───── Brano scelto

A livello di riflessione filosofica, Ernst Bloch ha scommesso sulla possibilità che dal cristianesimo possa scaturire il principio della speranza, in grado di unirsi proficuamente con le aspettative del marxismo e ribaltare così gli assetti del potere.
Ebbene, relativamente all'anarchismo non risulta si siano mai prospettate organiche ipotesi di fusione col pensiero cristiano. Mikhail Bakunin volle chiudere la questione affermando che la fede in dio (definito «il nulla assoluto») comporta l'inevitabile mortificazione delle potenzialità umane ed impedisce lo sviluppo di un pensiero libertario, tanto più che non può esservi Stato senza religione (e l'ateismo di Stato confermerà queste previsioni).
Il problema non può tuttavia essere sbrigativamente liquidato, per una serie di ragioni con le quali chiunque intenda conoscere il variegato e tutt'altro che monolitico patrimonio ideologico dell'anarchismo dovrà necessariamente confrontarsi. A partire dalle ascendenze libertarie rinvenibili nel millenarismo ereticale del Medio Evo. Si è infatti ravvisato in taluni animatori della rivolta religiosa gli anticipatori della ribellione anarchica del secolo diciannovesimo. In Thomas Münzer, capofila della sollevazione contadina vinta nel 1525 dai principi tedeschi e da Martin Lutero, si è ad esempio individuato il prototipo del rivoluzionario per il quale l'atto della rivolta conta assai più che non il consolidamento - ovvero il «farsi Stato» - della ribellione antiautoritaria.

──────────
───── Estratti dei dati

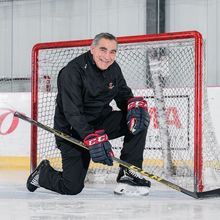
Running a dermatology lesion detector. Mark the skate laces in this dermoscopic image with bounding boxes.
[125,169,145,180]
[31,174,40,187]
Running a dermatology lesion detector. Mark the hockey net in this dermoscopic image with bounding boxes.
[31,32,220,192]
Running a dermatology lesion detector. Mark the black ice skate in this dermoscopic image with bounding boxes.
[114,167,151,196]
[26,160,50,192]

──────────
───── Estratti dei dati

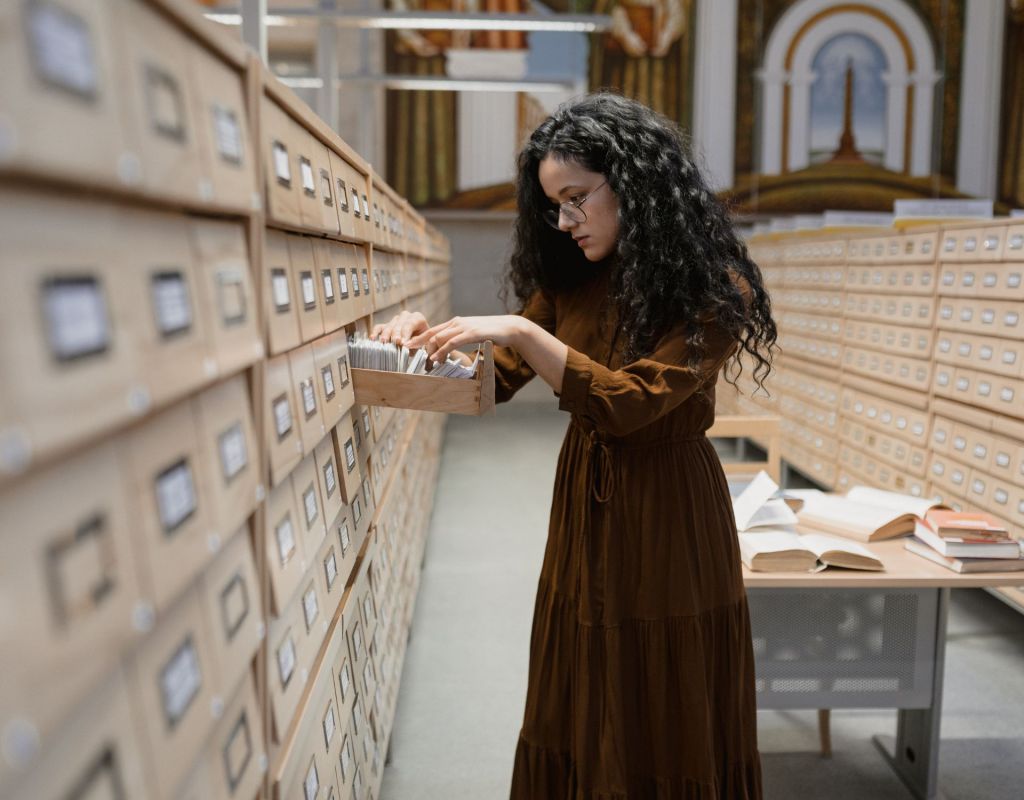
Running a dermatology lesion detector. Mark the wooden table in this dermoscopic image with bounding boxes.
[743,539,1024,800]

──────────

Obiettivo A: Trascrivi dal brano su anarchismo e cristianesimo il tratto che comincia con "A livello di" e termina con "assetti del potere.".
Obiettivo B:
Rispondi a queste domande sul brano su anarchismo e cristianesimo:
(i) Con quali parole Bakunin definisce dio?
(ii) In che anno fu vinta la sollevazione contadina di cui Thomas Münzer era capofila?
(iii) Quale principio, secondo la scommessa di Ernst Bloch, potrebbe scaturire dal cristianesimo?
Obiettivo C:
Indica se ciascuna affermazione concorda con il brano su anarchismo e cristianesimo, rispondendo sì o no e citando le parole decisive:
(i) Secondo Bakunin non può esservi Stato senza religione.
(ii) Per l'anarchismo sono state prospettate organiche ipotesi di fusione col pensiero cristiano.
(iii) La sollevazione contadina del 1525 fu vinta dai principi tedeschi e da Martin Lutero.
I dati provengono da un'altra fonte.

Risposta A:
A livello di riflessione filosofica, Ernst Bloch ha scommesso sulla possibilità che dal cristianesimo possa scaturire il principio della speranza, in grado di unirsi proficuamente con le aspettative del marxismo e ribaltare così gli assetti del potere.

Risposta B:
(i) «il nulla assoluto»
(ii) Nel 1525.
(iii) Il principio della speranza.

Risposta C:
(i) Sì: "non può esservi Stato senza religione"
(ii) No: "non risulta si siano mai prospettate organiche ipotesi di fusione col pensiero cristiano"
(iii) Sì: "vinta nel 1525 dai principi tedeschi e da Martin Lutero"